Estas queixas são usuais, confirma o presidente da Sociedade Portuguesa de Oftalmologia. Devido ao uso de máscara, “os problemas mais frequentes são olho seco e ceratite” (inflamação da córnea), segundo Rufino Silva. Já o professor na Faculdade de Ciências da Saúde da Universidade da Beira Interior, Eugénio Leite, olhando para o que aconteceu no último ano, fala num aumento exponencial de consultas relacionadas com o síndrome de olho seco.

O que acontece é que durante a respiração, ao usarmos máscara, o ar sai pela parte superior, o que causa um constante “ventilar” da córnea, provocando maior secura ocular. Tratando-se de ar aquecido, causa alterações no filme lacrimal, que tem como funções a proteção do olho, a lubrificação e a hidratação da córnea. O uso das máscaras prejudica essas importantes funções, explica o diretor das Clínicas Leite.

O fenómeno é ainda mais evidente nas pessoas que usam óculos devido ao embaciamento das lentes, embora haja formas de o evitar com produtos desembaciantes. O risco é acrescido para os utilizadores de lentes de contacto, que apresentam maior propensão para secura ocular.

→ Tarefa A
Responda a estas perguntas com base no texto apresentado:
(i) Segundo Rufino Silva, quais são os problemas mais frequentes devido ao uso de máscara?
(ii) Que funções tem o filme lacrimal?
(iii) Com que produtos se pode evitar o embaciamento das lentes dos óculos?
→ Tarefa B
Resuma o texto apresentado em duas frases, por favor.

→ Excertos do material
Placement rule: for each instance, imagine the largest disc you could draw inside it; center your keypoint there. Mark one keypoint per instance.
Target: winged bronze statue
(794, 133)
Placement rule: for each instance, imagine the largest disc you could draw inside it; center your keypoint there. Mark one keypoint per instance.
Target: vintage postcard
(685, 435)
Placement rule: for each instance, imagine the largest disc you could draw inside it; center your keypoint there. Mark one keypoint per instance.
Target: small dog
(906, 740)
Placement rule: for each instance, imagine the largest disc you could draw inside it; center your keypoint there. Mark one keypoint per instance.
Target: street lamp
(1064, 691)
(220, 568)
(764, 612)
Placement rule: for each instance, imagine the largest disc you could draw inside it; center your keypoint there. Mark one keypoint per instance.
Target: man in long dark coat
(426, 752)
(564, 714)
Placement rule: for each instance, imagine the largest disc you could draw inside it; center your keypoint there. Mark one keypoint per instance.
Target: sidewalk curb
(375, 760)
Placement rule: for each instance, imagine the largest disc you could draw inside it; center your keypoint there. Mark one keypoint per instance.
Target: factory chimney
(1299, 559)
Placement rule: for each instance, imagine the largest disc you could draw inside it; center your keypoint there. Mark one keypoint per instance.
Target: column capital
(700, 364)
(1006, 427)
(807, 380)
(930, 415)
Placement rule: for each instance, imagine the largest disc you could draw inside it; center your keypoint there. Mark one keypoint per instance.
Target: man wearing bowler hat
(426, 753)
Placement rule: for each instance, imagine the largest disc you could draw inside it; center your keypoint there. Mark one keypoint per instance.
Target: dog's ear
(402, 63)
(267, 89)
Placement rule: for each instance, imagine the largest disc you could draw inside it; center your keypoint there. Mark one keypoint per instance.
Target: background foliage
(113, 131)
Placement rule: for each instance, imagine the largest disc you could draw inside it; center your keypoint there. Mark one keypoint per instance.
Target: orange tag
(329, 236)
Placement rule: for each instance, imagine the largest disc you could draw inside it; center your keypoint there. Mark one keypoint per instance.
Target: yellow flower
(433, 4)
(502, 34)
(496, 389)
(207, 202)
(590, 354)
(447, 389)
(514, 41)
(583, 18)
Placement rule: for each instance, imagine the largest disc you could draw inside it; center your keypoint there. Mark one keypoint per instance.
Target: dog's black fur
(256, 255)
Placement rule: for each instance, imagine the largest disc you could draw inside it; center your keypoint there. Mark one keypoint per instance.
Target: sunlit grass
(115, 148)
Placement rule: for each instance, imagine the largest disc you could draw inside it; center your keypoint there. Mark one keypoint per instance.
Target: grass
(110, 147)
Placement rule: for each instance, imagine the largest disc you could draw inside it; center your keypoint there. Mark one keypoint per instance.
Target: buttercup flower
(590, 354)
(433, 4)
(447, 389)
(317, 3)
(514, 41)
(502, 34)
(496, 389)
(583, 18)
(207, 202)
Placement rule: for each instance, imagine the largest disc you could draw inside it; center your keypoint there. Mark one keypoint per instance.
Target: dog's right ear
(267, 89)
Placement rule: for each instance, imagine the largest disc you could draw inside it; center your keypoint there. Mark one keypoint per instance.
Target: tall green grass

→ Resolução da tarefa A
(i) Olho seco e ceratite.
(ii) A proteção do olho, a lubrificação e a hidratação da córnea.
(iii) Com produtos desembaciantes.

→ Resolução da tarefa B
O uso de máscara tem provocado olho seco e ceratite, e no último ano houve um aumento exponencial de consultas relacionadas com o síndrome de olho seco. Isto acontece porque o ar aquecido que sai pela parte superior da máscara ventila constantemente a córnea e altera o filme lacrimal, um fenómeno mais evidente em quem usa óculos e de risco acrescido para os utilizadores de lentes de contacto.